■ Task to complete: Turn the lines from the one containing "instance of truffle" through the one containing "0,221,319,300", both included, into a numbered list, leaving out any blank lines.

------------------------------------

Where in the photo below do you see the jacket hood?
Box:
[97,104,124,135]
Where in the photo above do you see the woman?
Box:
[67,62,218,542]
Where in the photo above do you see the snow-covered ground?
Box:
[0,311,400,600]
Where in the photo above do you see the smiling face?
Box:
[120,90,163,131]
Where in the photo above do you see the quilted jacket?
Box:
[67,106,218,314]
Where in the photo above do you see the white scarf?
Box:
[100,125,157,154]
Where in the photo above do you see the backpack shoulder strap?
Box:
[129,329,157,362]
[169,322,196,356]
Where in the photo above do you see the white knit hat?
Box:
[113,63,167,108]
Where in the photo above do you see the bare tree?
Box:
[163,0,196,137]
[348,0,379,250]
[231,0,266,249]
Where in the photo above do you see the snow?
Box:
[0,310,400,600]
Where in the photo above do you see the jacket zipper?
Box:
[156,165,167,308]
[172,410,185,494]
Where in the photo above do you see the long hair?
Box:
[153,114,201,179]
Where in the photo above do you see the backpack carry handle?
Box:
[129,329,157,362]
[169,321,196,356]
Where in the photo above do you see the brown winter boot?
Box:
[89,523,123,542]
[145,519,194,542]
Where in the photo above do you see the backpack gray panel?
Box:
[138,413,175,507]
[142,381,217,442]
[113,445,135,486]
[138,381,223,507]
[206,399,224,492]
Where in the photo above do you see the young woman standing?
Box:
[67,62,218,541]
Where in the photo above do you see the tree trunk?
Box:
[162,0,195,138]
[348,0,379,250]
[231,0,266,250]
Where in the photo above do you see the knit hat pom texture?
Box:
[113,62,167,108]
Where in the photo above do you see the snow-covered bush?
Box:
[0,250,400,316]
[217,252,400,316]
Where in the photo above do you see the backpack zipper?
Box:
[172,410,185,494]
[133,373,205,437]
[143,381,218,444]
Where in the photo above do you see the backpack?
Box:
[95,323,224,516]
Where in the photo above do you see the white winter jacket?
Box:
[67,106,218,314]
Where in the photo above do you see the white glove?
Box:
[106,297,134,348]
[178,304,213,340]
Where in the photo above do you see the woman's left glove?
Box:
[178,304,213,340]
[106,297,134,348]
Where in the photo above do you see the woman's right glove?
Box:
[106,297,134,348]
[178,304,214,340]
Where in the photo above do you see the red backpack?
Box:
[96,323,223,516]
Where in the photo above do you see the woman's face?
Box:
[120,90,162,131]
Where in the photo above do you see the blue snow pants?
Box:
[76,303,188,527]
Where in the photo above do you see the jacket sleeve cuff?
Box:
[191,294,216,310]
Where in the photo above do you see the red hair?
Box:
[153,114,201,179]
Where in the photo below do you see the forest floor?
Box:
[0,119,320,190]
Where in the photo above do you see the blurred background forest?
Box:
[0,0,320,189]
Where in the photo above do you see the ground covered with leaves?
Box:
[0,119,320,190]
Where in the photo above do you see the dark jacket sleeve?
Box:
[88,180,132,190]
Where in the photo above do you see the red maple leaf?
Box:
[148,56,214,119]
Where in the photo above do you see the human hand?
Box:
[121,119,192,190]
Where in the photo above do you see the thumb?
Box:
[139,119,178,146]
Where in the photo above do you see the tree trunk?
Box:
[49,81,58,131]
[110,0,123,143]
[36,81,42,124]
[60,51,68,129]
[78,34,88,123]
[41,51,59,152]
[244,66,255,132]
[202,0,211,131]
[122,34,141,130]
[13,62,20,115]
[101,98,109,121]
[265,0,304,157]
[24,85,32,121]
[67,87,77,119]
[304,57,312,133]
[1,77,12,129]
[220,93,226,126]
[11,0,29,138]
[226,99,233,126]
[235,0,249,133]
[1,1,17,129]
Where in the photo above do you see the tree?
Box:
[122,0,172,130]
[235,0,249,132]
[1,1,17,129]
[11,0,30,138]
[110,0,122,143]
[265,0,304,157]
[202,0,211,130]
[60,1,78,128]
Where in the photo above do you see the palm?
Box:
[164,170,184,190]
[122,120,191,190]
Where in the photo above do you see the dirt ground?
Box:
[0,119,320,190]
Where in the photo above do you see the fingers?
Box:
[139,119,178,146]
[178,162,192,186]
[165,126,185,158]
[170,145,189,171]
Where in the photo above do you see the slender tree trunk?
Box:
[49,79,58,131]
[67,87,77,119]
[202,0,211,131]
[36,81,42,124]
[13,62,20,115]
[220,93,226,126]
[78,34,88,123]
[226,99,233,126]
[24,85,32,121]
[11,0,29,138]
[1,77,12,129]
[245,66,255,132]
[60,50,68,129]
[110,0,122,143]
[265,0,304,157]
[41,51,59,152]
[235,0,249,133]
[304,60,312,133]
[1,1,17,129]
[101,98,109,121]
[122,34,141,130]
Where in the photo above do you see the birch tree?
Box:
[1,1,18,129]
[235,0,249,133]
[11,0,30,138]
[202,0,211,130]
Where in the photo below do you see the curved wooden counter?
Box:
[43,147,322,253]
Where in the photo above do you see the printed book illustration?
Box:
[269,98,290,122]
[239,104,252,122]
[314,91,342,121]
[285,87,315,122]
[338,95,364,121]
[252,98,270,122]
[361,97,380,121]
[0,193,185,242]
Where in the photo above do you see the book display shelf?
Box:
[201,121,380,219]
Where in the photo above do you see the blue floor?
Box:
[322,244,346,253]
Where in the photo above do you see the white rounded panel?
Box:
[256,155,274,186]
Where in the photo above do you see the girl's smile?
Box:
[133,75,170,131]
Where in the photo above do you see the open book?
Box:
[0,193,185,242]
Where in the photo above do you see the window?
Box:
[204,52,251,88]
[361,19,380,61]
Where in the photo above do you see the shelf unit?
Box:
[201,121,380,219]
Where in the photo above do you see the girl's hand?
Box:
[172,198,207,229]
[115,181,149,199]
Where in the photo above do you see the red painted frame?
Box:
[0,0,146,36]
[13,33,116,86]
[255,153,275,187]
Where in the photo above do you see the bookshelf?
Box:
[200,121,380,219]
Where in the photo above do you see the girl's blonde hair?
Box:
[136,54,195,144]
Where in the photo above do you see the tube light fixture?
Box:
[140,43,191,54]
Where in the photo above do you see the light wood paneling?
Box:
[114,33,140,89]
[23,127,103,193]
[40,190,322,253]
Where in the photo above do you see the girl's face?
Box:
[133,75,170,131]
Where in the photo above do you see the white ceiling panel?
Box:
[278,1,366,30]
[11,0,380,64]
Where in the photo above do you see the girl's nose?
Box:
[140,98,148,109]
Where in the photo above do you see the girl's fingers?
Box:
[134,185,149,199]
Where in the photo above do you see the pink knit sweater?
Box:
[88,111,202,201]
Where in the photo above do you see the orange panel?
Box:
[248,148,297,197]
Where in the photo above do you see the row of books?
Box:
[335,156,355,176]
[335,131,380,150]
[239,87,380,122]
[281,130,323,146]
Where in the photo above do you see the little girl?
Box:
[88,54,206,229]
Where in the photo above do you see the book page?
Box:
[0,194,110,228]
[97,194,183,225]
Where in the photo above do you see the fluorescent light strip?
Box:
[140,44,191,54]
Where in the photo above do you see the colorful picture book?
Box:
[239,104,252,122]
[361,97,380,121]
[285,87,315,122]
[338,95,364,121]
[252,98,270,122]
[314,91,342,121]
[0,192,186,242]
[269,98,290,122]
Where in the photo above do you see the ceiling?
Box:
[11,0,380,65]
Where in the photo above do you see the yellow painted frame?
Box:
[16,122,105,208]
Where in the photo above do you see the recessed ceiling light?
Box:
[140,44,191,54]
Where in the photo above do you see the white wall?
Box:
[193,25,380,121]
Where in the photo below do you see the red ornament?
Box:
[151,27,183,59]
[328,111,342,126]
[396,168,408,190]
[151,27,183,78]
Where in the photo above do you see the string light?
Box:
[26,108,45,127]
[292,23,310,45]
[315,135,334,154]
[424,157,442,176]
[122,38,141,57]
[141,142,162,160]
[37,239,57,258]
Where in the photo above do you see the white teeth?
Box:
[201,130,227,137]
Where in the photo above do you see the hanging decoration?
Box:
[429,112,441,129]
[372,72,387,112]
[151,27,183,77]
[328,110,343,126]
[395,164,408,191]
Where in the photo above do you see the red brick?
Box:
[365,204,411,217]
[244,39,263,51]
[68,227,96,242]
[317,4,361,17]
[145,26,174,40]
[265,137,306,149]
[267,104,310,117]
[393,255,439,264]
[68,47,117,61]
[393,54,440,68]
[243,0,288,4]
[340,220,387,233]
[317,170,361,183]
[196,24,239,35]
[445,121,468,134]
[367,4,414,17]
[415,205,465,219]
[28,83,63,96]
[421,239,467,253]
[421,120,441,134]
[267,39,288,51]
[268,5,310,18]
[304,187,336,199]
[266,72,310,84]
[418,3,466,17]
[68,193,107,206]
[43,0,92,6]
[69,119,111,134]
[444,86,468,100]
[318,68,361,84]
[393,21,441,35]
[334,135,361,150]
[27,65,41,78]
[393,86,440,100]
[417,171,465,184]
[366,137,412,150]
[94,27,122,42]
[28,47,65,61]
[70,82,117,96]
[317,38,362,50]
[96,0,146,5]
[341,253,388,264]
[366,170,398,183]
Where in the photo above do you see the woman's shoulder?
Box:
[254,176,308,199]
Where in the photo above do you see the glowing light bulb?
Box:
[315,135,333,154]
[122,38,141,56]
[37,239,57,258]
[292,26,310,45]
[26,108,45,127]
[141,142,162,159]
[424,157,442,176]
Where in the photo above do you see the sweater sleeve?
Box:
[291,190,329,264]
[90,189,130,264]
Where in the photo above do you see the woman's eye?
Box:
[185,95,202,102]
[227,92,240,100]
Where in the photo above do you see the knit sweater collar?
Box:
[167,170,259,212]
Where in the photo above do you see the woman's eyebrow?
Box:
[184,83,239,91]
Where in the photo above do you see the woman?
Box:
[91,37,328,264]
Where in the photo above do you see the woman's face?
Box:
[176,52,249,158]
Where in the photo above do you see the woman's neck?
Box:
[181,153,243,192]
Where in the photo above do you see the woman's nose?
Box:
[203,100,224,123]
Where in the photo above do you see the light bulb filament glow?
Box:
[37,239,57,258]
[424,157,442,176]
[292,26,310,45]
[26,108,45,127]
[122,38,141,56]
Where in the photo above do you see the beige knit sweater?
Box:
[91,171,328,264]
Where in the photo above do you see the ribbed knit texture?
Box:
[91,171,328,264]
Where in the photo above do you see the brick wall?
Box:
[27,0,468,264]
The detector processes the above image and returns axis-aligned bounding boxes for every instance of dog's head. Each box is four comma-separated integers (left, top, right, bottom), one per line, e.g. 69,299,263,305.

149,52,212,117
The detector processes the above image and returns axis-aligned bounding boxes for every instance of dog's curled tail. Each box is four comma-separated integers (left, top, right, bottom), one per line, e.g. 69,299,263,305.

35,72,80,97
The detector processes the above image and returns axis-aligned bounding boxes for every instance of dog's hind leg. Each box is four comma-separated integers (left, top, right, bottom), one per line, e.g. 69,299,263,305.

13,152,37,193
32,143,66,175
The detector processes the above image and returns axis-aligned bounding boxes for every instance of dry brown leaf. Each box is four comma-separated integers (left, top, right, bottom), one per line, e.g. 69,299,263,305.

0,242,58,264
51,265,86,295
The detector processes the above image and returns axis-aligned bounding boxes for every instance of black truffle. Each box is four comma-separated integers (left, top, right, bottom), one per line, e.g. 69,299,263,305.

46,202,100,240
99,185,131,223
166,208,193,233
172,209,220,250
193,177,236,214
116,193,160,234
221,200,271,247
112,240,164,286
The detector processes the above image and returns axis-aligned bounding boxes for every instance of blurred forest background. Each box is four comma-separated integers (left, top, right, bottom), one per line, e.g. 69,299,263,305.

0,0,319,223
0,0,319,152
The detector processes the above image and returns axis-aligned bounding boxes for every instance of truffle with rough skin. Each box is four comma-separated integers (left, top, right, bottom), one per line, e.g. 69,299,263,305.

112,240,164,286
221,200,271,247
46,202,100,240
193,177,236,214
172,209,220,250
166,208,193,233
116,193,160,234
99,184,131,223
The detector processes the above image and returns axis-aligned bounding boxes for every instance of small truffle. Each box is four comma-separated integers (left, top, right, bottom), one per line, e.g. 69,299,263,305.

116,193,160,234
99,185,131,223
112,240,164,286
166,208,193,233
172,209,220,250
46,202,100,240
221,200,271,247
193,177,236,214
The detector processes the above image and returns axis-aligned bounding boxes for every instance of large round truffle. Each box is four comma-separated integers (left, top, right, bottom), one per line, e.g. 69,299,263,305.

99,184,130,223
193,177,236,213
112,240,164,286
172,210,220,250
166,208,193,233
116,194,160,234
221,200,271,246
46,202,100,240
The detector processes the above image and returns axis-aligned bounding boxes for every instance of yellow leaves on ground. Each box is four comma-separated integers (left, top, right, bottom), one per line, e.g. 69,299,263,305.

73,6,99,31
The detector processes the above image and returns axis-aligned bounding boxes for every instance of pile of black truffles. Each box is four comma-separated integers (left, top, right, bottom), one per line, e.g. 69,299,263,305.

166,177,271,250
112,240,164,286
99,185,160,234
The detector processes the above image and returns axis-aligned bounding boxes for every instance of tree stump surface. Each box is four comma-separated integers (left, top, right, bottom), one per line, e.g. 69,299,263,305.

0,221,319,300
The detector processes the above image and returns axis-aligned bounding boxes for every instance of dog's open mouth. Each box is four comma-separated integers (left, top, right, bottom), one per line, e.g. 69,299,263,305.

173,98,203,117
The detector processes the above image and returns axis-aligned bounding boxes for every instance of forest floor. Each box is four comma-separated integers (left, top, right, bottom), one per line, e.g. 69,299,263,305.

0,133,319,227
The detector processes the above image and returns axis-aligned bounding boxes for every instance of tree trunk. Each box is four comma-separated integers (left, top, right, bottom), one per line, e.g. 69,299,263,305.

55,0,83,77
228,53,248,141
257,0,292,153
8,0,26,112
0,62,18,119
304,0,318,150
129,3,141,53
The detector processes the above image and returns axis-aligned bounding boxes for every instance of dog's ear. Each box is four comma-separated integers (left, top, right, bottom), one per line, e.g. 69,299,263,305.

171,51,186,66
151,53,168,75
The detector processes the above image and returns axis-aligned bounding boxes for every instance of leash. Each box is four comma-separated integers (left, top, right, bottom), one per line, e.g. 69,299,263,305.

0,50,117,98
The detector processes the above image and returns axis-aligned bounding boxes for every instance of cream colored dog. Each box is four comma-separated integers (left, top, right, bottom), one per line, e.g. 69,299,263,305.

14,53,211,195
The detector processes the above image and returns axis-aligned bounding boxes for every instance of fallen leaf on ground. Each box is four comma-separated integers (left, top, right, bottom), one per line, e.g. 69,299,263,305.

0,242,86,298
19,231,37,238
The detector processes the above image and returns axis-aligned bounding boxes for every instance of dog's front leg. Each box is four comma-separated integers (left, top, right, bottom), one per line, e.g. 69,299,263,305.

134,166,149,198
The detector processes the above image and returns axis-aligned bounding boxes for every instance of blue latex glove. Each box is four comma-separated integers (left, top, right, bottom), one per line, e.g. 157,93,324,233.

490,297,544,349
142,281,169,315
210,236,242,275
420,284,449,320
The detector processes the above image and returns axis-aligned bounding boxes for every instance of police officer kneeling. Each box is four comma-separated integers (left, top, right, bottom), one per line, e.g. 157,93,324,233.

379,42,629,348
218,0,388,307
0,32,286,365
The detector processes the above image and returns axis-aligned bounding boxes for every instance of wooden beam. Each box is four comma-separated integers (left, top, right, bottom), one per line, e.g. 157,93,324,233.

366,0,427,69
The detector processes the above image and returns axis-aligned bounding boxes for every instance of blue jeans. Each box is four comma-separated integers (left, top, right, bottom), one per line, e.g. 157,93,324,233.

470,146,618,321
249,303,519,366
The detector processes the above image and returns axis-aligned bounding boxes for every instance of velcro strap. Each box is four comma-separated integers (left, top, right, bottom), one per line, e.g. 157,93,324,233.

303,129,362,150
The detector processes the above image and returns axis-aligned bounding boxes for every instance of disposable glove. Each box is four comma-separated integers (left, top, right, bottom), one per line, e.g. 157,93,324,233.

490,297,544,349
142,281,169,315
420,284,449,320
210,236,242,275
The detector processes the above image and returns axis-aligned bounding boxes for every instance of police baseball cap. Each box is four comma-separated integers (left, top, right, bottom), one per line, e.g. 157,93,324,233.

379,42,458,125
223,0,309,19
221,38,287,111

------------------------------------

■ Response below:
1. The detector processes the above image and returns axis-aligned bounding boxes for every instance of truffle with rough skin. Each box is four comma-separated integers (left, top, right, bottom), one per line, e.g. 69,299,263,305.
2. 112,240,164,286
3. 221,200,271,247
4. 46,202,100,240
5. 193,177,236,214
6. 172,209,220,250
7. 166,208,193,233
8. 116,193,160,234
9. 99,184,131,223
10. The detector processes the above image and returns axis-aligned bounding boxes for every instance of small truffle. Each box is four comma-separated integers (left, top, right, bottom), one per line, e.g. 69,299,263,305.
11. 116,193,160,234
12. 99,185,131,223
13. 112,240,164,286
14. 166,208,193,233
15. 172,209,220,250
16. 46,202,100,240
17. 221,200,271,247
18. 193,177,236,214
19. The detector processes the above image and returns axis-aligned bounding boxes for every instance of large round truffle. Each box is four comma-separated integers (left, top, right, bottom), one per line, e.g. 69,299,263,305.
20. 99,184,130,223
21. 193,177,236,213
22. 112,240,164,286
23. 172,210,220,250
24. 166,208,193,233
25. 116,194,160,234
26. 221,200,271,246
27. 46,202,100,240
28. The detector processes the above image and returns axis-aligned bounding boxes for every instance of yellow leaves on ground. Each box is four comma-separated integers (left, top, right, bottom), one per line, e.g. 69,299,263,305.
29. 73,6,99,31
30. The detector processes the above image and returns axis-aligned bounding boxes for every instance of pile of black truffles. Each box is four comma-separated integers (left, top, right, bottom), one per line, e.g. 69,299,263,305.
31. 166,177,271,250
32. 112,240,164,286
33. 99,185,160,234
34. The detector processes the above image and returns axis-aligned bounding boxes for every instance of tree stump surface. Each box is four comma-separated integers (left, top, right, bottom), one per line, e.g. 69,299,263,305.
35. 0,221,319,300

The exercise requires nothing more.